Repentinamente nos llenamos de matinales y noticieros con discursos apocalípticos sobre el cambio climático. Tonka Tomicic nos habla del drama de las familias chilenas que  acceden a agua de bebida a través de camiones aljibes para, a continuación, hacerle propaganda a la empresa de turno. La idea de que el capitalismo nos conduce a una crisis ambiental no es nada nueva y desde hace un par de décadas se encuentra presente en los discursos de ambientalistas, de las izquierdas y principalmente de los pueblos originarios de África y nuestra América. Lo nueva pareciera esa repentina preocupación de los capitalistas por el cambio climático y sobre la urgencia de las regulaciones ambientales al sistema. El discurso del «capitalismo verde»  expresa una pugna al interior del imperialismo norteamericano-europeo entre «globalistas» y «fascistas». 3 ejemplos nos sirven para ahondar en el punto.

## Objetivo 1
Según el texto, ¿qué grupos llevan un par de décadas sosteniendo en sus discursos que el capitalismo nos conduce a una crisis ambiental?
El texto y las entradas no guardan ninguna relación entre sí.

## Entradas enumeradas
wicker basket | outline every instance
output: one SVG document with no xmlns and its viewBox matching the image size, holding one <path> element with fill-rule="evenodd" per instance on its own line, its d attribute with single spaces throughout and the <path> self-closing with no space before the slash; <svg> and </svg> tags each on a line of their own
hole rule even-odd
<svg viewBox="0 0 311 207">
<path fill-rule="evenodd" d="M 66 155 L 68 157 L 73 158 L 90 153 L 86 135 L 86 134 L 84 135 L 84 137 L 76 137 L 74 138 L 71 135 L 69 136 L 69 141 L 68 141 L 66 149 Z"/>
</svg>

## Objetivo 2
Reescala las entradas: vuelve a escribir todas sus líneas, con las solicitudes incluidas. Multiplica por 1,55 cada número de las respuestas, que son los valores del viewBox y las coordenadas de los trazados, y redondea al entero más cercano, con las mitades hacia arriba.

## Resultado del ejercicio 1
Los ambientalistas, las izquierdas y, principalmente, los pueblos originarios de África y nuestra América.

## Resultado del ejercicio 2
wicker basket | outline every instance
output: one SVG document with no xmlns and its viewBox matching the image size, holding one <path> element with fill-rule="evenodd" per instance on its own line, its d attribute with single spaces throughout and the <path> self-closing with no space before the slash; <svg> and </svg> tags each on a line of their own
hole rule even-odd
<svg viewBox="0 0 482 321">
<path fill-rule="evenodd" d="M 102 240 L 105 243 L 113 245 L 140 237 L 133 209 L 133 208 L 130 209 L 130 212 L 118 212 L 115 214 L 110 209 L 107 211 L 107 219 L 105 219 L 102 231 Z"/>
</svg>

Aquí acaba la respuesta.